§ **STATED GOAL**
Set down every one of the entries below word for word, with no changes of any kind.

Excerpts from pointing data
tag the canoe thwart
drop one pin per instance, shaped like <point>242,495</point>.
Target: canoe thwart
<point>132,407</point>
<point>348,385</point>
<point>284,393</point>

§ **TASK RESULT**
tag the canoe thwart
drop one pin per instance, shaped like <point>242,495</point>.
Target: canoe thwart
<point>132,407</point>
<point>348,385</point>
<point>284,393</point>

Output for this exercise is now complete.